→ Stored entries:
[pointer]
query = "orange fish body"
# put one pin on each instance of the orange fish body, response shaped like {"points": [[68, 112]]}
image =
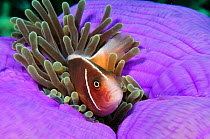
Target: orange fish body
{"points": [[98, 88]]}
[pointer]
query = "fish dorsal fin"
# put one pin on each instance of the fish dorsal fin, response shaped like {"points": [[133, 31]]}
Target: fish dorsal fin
{"points": [[119, 44]]}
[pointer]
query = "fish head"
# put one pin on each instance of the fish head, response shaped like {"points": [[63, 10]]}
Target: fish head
{"points": [[98, 89]]}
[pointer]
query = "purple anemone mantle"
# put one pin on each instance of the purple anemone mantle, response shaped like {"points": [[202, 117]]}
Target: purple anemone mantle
{"points": [[173, 67]]}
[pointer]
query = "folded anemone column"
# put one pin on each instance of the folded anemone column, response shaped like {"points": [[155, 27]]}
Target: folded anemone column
{"points": [[172, 39]]}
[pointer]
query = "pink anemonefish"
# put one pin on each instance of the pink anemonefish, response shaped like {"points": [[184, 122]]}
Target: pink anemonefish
{"points": [[98, 88]]}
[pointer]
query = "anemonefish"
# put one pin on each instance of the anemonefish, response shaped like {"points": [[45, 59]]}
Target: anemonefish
{"points": [[98, 88]]}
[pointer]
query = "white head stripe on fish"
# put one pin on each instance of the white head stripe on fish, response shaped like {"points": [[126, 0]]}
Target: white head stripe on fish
{"points": [[88, 89], [73, 56]]}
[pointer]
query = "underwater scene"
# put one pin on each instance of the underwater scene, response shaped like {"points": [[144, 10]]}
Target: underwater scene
{"points": [[13, 8], [113, 69]]}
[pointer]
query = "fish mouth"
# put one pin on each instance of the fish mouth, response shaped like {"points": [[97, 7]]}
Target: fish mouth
{"points": [[112, 99]]}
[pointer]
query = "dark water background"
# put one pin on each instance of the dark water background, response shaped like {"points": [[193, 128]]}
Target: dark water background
{"points": [[14, 8]]}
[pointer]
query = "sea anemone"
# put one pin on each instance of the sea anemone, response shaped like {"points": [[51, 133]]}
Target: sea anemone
{"points": [[172, 68], [50, 43]]}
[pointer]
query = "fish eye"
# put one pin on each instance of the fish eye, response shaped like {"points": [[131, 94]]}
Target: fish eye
{"points": [[96, 84]]}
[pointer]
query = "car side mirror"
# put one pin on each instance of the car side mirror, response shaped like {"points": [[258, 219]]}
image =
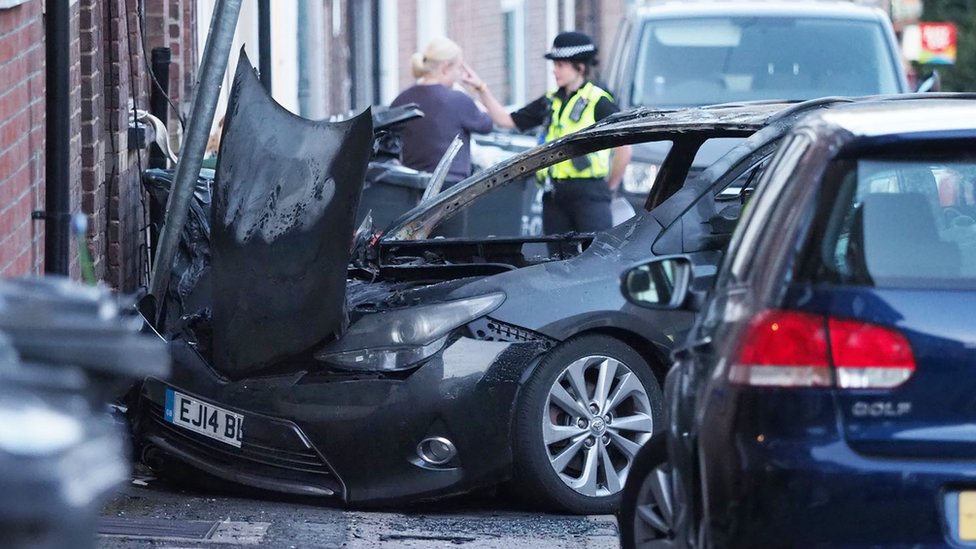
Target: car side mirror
{"points": [[725, 220], [662, 283]]}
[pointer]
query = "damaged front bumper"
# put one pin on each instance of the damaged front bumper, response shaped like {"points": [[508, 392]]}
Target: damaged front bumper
{"points": [[355, 437]]}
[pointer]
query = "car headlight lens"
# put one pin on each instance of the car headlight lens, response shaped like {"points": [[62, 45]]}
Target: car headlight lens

→ WHAT IS BEING ASKED: Check each line of the data above for the string "lens", and copy the ones that have it.

→ SOLVED PROBLEM:
query = "car headlight lens"
# put one pin on each instance of the car headlight lens, response shaped like {"points": [[62, 45]]}
Target: car headlight lens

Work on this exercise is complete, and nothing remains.